As the clock ticks toward a tax hike on all Americans in 20 days, President Obama predicted Republicans would join Democrats to extend current rates for 98 percent of earners before the end of the year.
"I'm pretty confident that Republicans would not hold middle class taxes hostage to trying to protect tax cuts for high-income individuals," Obama said today in an exclusive interview with ABC News' Barbara Walters.
"I don't think they'll do that," he said of Republicans forcing tax-rate increases for families earning $250,000 a year or less.
The sign of optimism follows weeks of tense negotiations and public posturing to avert the so-called "fiscal cliff," an economically toxic package of $6 trillion in across-the-board tax hikes and $1.2 trillion in deep spending cuts that could begin in early 2013.
The White House and House Speaker John Boehner have exchanged new, competing deficit-reduction plans over the last 24 hours, sources say, but there is little indication of real progress toward a deal.
Obama has taken a hard line against extending current, lower tax rates on income over $250,000, which would affect the top 2 percent of income-earners. Republicans have said those rates should be extended.
The standoff threatens higher rates for everyone unless a broad "cliff" deal is reached, or the middle-income rates are extended on their own.
"I remain optimistic," Obama told Walters. "I'd like to see a big package. But the most important thing we can do is make sure that middle class taxes do not go up on Jan. 1."
Obama met privately with Boehner at the White House on Sunday for their second face-to-face session on the fiscal negotiations, signaling potential progress toward an agreement. But neither side presented specific details about the outcome of the meeting.
"I think the tone was good," Obama told Walters. "I believe that both Speaker Boehner and myself and the other leaders want to see a deal happen. And the question now is can we get it done. The outlines, the framework of what a deal should look like are pretty straightforward."
While the administration has emphasized tax increases on the wealthy, Republicans insist they need specific commitments from the White House on cuts to entitlement program spending, which are the primary drivers of federal deficits and debt.

#### [Entries shown]
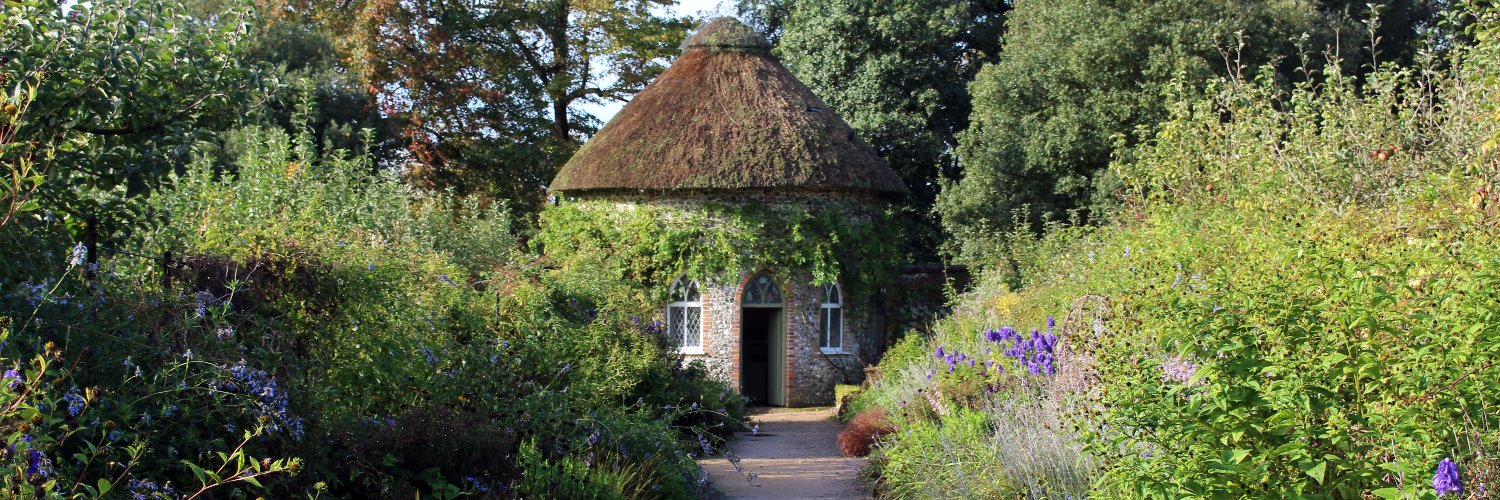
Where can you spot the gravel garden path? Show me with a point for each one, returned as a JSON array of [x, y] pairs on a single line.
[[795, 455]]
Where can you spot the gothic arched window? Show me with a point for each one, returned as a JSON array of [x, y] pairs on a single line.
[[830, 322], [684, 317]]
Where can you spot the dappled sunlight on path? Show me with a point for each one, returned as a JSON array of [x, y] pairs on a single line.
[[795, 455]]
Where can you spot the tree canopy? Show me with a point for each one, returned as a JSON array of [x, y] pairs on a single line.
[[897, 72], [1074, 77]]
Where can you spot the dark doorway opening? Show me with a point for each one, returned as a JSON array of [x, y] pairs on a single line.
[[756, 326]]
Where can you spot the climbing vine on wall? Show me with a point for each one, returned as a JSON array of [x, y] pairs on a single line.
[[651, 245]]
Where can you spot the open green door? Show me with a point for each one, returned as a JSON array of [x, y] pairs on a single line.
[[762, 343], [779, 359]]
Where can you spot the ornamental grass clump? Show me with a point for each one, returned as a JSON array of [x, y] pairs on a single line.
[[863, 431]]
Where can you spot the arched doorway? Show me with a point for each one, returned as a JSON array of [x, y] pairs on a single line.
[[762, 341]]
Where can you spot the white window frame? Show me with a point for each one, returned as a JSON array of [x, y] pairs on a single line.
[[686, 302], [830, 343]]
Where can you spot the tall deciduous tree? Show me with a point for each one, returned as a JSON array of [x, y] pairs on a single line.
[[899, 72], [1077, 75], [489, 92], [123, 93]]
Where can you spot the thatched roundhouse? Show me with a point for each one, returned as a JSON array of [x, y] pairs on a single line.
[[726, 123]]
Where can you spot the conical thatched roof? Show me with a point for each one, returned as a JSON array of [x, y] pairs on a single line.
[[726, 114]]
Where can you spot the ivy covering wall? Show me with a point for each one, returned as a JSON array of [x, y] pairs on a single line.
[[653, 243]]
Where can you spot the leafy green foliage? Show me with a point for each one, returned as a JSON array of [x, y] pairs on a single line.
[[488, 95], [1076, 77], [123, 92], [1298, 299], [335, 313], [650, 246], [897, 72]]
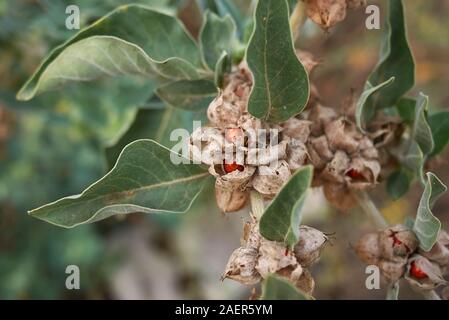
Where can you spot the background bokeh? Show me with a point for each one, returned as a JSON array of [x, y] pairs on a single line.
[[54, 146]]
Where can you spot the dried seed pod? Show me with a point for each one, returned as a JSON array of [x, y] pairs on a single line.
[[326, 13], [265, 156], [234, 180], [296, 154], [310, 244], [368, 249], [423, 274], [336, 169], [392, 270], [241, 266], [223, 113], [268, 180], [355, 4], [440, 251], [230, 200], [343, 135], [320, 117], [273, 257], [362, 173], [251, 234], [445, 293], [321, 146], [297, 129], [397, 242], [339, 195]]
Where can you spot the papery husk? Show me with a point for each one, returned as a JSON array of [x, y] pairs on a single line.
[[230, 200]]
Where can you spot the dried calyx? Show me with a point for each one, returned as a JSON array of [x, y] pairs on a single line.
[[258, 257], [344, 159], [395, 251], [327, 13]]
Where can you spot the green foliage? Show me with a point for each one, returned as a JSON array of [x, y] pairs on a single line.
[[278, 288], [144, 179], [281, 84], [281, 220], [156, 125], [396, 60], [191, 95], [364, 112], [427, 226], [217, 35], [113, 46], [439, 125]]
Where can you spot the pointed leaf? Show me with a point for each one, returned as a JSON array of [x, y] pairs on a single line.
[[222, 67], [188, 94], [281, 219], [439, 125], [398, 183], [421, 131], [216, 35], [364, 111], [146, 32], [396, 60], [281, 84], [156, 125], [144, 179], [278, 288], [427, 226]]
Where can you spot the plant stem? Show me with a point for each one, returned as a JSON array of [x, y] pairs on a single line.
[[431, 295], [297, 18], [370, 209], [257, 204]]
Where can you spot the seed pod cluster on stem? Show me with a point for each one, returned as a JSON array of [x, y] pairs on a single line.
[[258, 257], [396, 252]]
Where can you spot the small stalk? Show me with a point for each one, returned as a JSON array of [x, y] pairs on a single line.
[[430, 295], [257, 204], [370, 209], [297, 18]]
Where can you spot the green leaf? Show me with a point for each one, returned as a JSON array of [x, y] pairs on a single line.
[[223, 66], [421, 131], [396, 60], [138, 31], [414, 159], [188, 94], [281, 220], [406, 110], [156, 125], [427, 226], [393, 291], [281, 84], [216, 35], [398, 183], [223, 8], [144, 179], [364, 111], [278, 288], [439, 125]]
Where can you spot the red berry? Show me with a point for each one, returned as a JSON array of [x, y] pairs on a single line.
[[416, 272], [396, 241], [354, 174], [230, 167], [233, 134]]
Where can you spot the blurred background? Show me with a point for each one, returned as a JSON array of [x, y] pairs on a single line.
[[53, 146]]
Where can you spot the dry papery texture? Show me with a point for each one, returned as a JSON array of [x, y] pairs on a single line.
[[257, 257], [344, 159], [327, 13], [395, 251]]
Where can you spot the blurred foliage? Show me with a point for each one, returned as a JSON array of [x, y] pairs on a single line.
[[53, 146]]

#### [Task]
Reproduce the entire news article on President Obama's fiscal cliff remarks word for word.

#### [Result for this task]
As the clock ticks toward a tax hike on all Americans in 20 days, President Obama predicted Republicans would join Democrats to extend current rates for 98 percent of earners before the end of the year.
"I'm pretty confident that Republicans would not hold middle class taxes hostage to trying to protect tax cuts for high-income individuals," Obama said today in an exclusive interview with ABC News' Barbara Walters.
"I don't think they'll do that," he said of Republicans forcing tax-rate increases for families earning $250,000 a year or less.
The sign of optimism follows weeks of tense negotiations and public posturing to avert the so-called "fiscal cliff," an economically toxic package of $6 trillion in across-the-board tax hikes and $1.2 trillion in deep spending cuts that could begin in early 2013.
The White House and House Speaker John Boehner have exchanged new, competing deficit-reduction plans over the last 24 hours, sources say, but there is little indication of real progress toward a deal.
Obama has taken a hard line against extending current, lower tax rates on income over $250,000, which would affect the top 2 percent of income-earners. Republicans have said those rates should be extended.
The standoff threatens higher rates for everyone unless a broad "cliff" deal is reached, or the middle-income rates are extended on their own.
"I remain optimistic," Obama told Walters. "I'd like to see a big package. But the most important thing we can do is make sure that middle class taxes do not go up on Jan. 1."
Obama met privately with Boehner at the White House on Sunday for their second face-to-face session on the fiscal negotiations, signaling potential progress toward an agreement. But neither side presented specific details about the outcome of the meeting.
"I think the tone was good," Obama told Walters. "I believe that both Speaker Boehner and myself and the other leaders want to see a deal happen. And the question now is can we get it done. The outlines, the framework of what a deal should look like are pretty straightforward."
While the administration has emphasized tax increases on the wealthy, Republicans insist they need specific commitments from the White House on cuts to entitlement program spending, which are the primary drivers of federal deficits and debt.